# Travail demandé
a) Répondez brièvement à ces questions sur le bloc de texte :
(i) En quelle année le gouvernement de l'Ontario adopte-t-il le règlement 17 ?
(ii) Combien de pensionnats indiens compte-t-on en 1895 ?
(iii) Où le premier pensionnat indien du Québec est-il créé en 1934 ?
b) Recopiez, s'il vous plaît, le passage du bloc de texte qui commence par les mots contenant « Le régime des » et finit par « à la Baie-James. ».

# Bloc de texte
_ _ _

En Saskatchewan et en Alberta, l’anglais est désigné comme la seule langue d’enseignement, mais un usage limité du français est toléré dans les classes primaires.
En 1912, le gouvernement de l’Ontario adopte le règlement 17, qui vise à imposer l’enseignement en anglais dans les écoles primaires fréquentées par les francophones. L’enseignement en français, y compris les cours de français, est alors limité aux deux premières années du primaire. Ce n’est qu’en 1927 que les Franco-Ontariens retrouveront un enseignement principalement en français.
Les lois qui restreignent l’enseignement en français à l’extérieur du Québec créent des tensions entre Québec et Ottawa. Le gouvernement du Québec dénonce ces lois et accuse le gouvernement fédéral de ne pas protéger adéquatement les francophones hors Québec. Cette situation alimente également les tensions entre les impérialistes, qui souhaitent angliciser les francophones, et les nationalistes canadiens-français, comme Henri Bourassa.
La situation des Autochtones au Canada au début du 20e siècle
Au début du 20e siècle, le gouvernement canadien poursuit sa politique d’assimilation des Autochtones.
Le régime des pensionnats indiens
Dans les pensionnats indiens, généralement administrés par les Églises chrétiennes, les jeunes Autochtones sont forcés d’abandonner leur langue et leurs coutumes. En 1895, on compte 45 pensionnats indiens, principalement situés dans l’Ouest. Leur nombre augmente de 1896 à la fin des années 1930, atteignant près de 90 établissements. Au Québec, le premier pensionnat indien est créé en 1934 à Fort George, près de l’actuelle communauté crie de Chisasibi, à la Baie-James.

_ _ _

# Documents sources
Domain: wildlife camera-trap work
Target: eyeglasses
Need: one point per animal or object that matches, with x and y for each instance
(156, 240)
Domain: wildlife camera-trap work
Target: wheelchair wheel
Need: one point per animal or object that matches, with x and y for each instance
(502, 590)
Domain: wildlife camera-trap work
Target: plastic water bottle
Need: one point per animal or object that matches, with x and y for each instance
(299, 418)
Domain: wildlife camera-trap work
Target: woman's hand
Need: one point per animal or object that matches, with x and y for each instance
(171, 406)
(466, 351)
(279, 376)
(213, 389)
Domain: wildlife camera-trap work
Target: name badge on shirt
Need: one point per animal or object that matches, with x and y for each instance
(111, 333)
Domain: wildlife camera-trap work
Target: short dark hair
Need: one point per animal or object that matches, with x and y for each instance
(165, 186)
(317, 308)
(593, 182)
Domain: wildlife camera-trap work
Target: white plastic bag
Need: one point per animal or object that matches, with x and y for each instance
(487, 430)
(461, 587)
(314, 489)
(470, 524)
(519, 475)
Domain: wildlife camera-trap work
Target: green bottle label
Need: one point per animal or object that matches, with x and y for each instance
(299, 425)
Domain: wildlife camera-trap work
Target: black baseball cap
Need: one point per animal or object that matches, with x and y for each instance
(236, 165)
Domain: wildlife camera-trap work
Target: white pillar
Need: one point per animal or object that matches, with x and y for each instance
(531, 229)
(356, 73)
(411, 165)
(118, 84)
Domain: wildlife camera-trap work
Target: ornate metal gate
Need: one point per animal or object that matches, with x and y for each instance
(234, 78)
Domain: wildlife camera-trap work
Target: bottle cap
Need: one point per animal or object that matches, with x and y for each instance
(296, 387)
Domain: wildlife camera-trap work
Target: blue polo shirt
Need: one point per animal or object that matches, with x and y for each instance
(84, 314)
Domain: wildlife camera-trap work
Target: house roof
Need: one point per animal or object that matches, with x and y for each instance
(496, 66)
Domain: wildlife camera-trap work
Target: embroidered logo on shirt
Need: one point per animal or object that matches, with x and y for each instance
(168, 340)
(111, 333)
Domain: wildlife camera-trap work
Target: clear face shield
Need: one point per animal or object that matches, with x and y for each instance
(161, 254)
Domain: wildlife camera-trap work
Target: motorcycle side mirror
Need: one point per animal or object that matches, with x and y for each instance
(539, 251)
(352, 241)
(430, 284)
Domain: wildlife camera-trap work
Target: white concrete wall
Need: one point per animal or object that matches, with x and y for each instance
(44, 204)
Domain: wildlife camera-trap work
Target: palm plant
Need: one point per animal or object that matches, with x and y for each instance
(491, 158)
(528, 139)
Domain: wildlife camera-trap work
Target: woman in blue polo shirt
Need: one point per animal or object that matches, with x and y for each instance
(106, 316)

_ _ _

# Réponses par point
a)
(i) En 1912.
(ii) 45 pensionnats indiens.
(iii) À Fort George, près de l'actuelle communauté crie de Chisasibi, à la Baie-James.

b)
Le régime des pensionnats indiens
Dans les pensionnats indiens, généralement administrés par les Églises chrétiennes, les jeunes Autochtones sont forcés d’abandonner leur langue et leurs coutumes. En 1895, on compte 45 pensionnats indiens, principalement situés dans l’Ouest. Leur nombre augmente de 1896 à la fin des années 1930, atteignant près de 90 établissements. Au Québec, le premier pensionnat indien est créé en 1934 à Fort George, près de l’actuelle communauté crie de Chisasibi, à la Baie-James.